--- START ---

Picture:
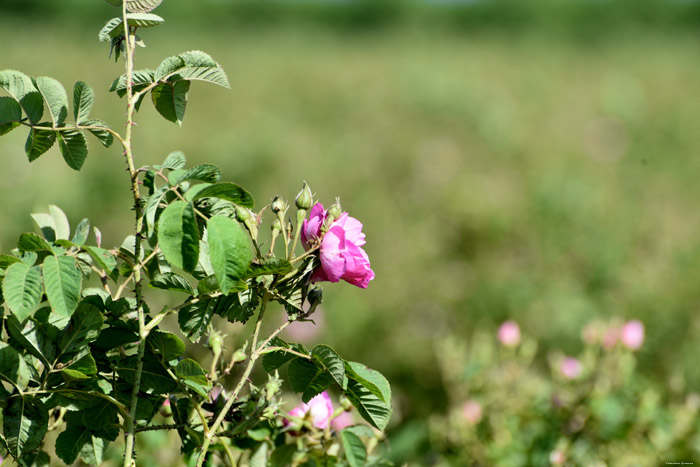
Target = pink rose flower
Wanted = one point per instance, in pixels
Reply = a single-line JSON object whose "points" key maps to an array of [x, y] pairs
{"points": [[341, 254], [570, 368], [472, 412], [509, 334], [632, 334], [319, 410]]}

--- END ---
--- START ---

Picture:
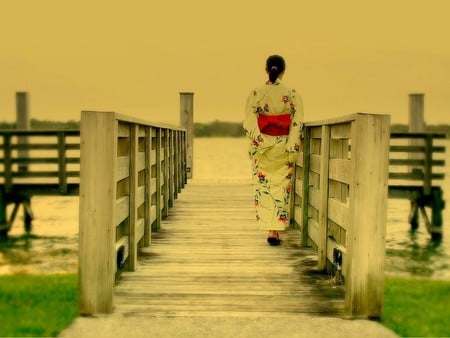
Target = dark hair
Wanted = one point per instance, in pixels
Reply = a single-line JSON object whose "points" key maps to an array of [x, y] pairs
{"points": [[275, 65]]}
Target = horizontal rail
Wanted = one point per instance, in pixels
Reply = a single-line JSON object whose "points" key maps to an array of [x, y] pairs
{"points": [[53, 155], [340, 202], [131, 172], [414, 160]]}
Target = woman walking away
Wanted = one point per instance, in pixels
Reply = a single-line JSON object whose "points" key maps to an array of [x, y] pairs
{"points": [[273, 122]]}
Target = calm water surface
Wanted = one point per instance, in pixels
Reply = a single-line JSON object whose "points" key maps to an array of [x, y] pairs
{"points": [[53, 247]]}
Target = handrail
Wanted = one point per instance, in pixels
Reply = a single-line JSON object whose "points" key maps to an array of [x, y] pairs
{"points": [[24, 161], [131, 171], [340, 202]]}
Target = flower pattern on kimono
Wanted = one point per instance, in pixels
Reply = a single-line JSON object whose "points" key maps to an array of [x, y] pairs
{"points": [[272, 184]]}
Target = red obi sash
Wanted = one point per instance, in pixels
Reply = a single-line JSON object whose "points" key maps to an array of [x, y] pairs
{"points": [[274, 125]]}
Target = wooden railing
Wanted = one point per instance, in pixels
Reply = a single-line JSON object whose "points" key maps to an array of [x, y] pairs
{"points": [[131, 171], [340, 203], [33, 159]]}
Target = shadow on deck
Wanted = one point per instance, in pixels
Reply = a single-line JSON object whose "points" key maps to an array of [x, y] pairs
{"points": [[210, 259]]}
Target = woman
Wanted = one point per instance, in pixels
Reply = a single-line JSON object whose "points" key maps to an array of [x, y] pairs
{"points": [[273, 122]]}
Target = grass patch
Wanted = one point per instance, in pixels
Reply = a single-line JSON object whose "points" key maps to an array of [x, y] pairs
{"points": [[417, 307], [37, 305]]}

--- END ---
--- START ---

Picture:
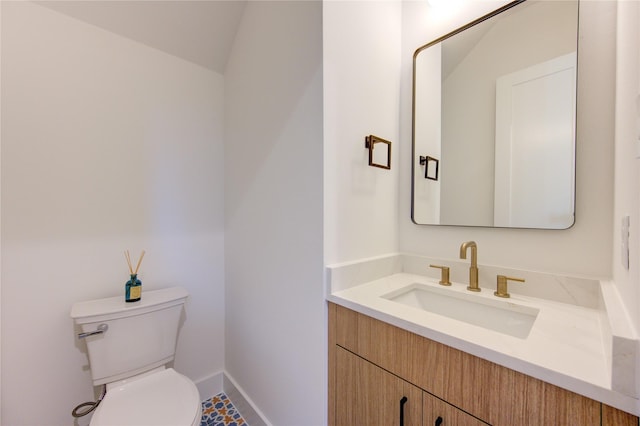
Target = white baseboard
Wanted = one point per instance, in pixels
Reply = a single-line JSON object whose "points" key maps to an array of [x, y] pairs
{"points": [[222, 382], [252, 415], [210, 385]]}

--- END ---

• **What is being asked**: List every line of the listing above that contains the string "flower", copying each line in full. Case counts.

• **Problem solution**:
Target = pink rose flower
Target = flower pattern on kimono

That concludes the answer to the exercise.